::: TEXT TO READ :::

We first must postulate a thread creation and manipulation
interface. Will use the one in Nachos:
class Thread {
public:
Thread(char* debugName);
~Thread();
void Fork(void (*func)(int), int arg);
void Yield();
void Finish();
}
The Thread constructor creates a new thread.
It allocates a data structure with space for the TCB.
To actually
start the thread running, must tell it what function to start
running when it runs. The Fork method gives it the function
and a parameter to the function.
What does Fork do? It first allocates a stack for the
thread. It then sets up the TCB so that when the thread starts
running, it will invoke the function and pass it the correct
parameter. It then puts the thread on a run queue someplace.
Fork then returns, and the thread that called Fork
continues.
How does OS set up TCB so that the thread starts running
at the function? First, it sets the stack pointer in the
TCB to the stack. Then, it sets the PC in the TCB to be the first
instruction in the function. Then, it sets the register in
the TCB holding the first parameter to the parameter. When the
thread system restores the state from the TCB, the function will magically
start to run.
The system maintains a queue of runnable threads. Whenever
a processor becomes idle, the thread scheduler grabs a thread
off of the run queue and runs the thread.

:::

• WRITTEN EXERCISE
Copy the passage on thread creation from "We first must" up to and including "a new thread.", swapping in "threadName" wherever "debugName" appears.

::: EXCERPTED RECORDS :::

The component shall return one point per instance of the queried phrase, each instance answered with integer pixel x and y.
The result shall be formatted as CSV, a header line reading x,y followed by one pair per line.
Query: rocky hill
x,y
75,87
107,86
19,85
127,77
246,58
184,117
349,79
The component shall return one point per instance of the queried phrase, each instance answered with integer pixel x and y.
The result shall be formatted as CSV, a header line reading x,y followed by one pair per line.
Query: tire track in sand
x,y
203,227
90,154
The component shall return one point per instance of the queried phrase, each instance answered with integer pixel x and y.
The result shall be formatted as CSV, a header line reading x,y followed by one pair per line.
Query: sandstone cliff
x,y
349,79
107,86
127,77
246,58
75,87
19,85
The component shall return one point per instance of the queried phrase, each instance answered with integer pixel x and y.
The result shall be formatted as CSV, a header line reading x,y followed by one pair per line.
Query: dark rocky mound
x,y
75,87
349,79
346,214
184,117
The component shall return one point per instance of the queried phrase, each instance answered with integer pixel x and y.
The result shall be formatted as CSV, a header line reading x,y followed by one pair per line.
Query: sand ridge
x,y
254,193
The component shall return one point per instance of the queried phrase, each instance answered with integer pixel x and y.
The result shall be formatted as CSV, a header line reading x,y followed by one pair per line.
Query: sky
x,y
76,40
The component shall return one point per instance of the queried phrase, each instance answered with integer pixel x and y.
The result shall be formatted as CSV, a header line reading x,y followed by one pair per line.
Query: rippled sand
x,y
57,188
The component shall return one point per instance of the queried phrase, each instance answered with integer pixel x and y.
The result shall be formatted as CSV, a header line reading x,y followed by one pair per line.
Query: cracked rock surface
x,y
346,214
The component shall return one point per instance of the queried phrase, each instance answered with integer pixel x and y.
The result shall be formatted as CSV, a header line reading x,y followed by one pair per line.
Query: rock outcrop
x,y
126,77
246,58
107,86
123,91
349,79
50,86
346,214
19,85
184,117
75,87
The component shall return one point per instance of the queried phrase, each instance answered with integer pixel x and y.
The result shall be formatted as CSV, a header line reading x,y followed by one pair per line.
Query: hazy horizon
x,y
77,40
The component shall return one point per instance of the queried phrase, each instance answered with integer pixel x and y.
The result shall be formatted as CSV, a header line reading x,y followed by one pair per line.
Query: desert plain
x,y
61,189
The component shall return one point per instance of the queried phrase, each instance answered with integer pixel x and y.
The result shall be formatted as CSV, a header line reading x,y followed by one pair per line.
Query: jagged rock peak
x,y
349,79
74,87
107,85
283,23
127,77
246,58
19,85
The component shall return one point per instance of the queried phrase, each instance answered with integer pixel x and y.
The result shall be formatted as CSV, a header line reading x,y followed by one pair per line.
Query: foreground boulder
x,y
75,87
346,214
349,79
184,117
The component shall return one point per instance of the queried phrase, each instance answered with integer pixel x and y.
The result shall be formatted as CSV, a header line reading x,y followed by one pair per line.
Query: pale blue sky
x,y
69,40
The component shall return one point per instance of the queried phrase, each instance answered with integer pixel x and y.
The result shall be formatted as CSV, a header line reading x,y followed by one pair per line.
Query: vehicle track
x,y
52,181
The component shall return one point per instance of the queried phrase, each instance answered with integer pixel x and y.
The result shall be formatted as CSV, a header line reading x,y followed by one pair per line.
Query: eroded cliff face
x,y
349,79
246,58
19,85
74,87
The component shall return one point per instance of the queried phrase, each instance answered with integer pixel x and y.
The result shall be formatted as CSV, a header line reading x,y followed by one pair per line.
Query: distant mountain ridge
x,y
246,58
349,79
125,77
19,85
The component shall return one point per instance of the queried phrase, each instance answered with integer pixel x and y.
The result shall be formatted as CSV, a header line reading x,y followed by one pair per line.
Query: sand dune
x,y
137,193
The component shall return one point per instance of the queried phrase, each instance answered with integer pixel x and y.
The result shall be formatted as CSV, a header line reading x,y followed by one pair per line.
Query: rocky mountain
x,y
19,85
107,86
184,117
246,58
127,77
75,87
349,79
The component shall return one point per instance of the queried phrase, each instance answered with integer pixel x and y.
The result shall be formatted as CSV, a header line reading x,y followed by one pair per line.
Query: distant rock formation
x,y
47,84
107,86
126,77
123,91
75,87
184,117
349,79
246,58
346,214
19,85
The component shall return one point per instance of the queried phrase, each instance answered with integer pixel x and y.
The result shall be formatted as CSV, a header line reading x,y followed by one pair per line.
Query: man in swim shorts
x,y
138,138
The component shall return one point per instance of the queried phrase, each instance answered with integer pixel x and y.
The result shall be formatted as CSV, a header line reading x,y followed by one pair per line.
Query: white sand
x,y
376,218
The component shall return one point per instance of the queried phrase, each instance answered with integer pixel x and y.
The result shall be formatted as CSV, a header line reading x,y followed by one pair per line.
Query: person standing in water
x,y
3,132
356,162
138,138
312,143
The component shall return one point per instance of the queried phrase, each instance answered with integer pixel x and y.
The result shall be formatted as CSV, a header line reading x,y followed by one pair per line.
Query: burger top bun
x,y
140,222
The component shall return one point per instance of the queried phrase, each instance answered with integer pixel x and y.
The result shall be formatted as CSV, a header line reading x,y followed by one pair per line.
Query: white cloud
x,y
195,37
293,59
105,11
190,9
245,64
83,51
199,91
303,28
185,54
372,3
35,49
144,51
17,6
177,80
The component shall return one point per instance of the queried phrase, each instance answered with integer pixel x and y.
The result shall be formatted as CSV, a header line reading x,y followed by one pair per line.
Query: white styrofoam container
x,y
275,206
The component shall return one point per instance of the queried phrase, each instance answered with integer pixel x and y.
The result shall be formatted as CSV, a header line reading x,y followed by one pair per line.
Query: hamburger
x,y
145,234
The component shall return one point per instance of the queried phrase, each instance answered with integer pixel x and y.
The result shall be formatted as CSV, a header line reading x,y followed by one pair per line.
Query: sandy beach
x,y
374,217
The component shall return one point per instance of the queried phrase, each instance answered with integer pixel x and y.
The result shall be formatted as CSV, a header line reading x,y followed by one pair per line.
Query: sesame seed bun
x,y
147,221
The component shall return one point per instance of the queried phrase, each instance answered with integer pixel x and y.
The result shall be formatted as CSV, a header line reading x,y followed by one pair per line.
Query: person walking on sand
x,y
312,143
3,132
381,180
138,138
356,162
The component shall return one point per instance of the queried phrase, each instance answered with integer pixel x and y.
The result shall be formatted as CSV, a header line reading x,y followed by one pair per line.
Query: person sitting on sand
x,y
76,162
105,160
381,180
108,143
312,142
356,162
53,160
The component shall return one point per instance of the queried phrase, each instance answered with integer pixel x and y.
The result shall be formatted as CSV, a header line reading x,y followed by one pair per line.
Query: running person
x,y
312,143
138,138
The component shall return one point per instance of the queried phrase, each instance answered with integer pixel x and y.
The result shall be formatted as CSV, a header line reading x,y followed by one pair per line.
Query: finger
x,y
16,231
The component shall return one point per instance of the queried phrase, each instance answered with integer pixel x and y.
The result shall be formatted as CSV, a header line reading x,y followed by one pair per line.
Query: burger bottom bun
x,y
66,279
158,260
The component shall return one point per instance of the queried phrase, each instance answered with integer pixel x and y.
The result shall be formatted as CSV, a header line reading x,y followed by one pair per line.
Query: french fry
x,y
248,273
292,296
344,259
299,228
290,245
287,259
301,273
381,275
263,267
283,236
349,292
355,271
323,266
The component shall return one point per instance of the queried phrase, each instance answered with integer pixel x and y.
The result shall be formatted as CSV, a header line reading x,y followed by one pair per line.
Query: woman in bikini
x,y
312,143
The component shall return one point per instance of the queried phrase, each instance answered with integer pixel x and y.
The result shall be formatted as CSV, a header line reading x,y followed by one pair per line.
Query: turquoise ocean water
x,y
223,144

:::

• EXERCISE ANSWER
We first must postulate a thread creation and manipulation
interface. Will use the one in Nachos:
class Thread {
public:
Thread(char* threadName);
~Thread();
void Fork(void (*func)(int), int arg);
void Yield();
void Finish();
}
The Thread constructor creates a new thread.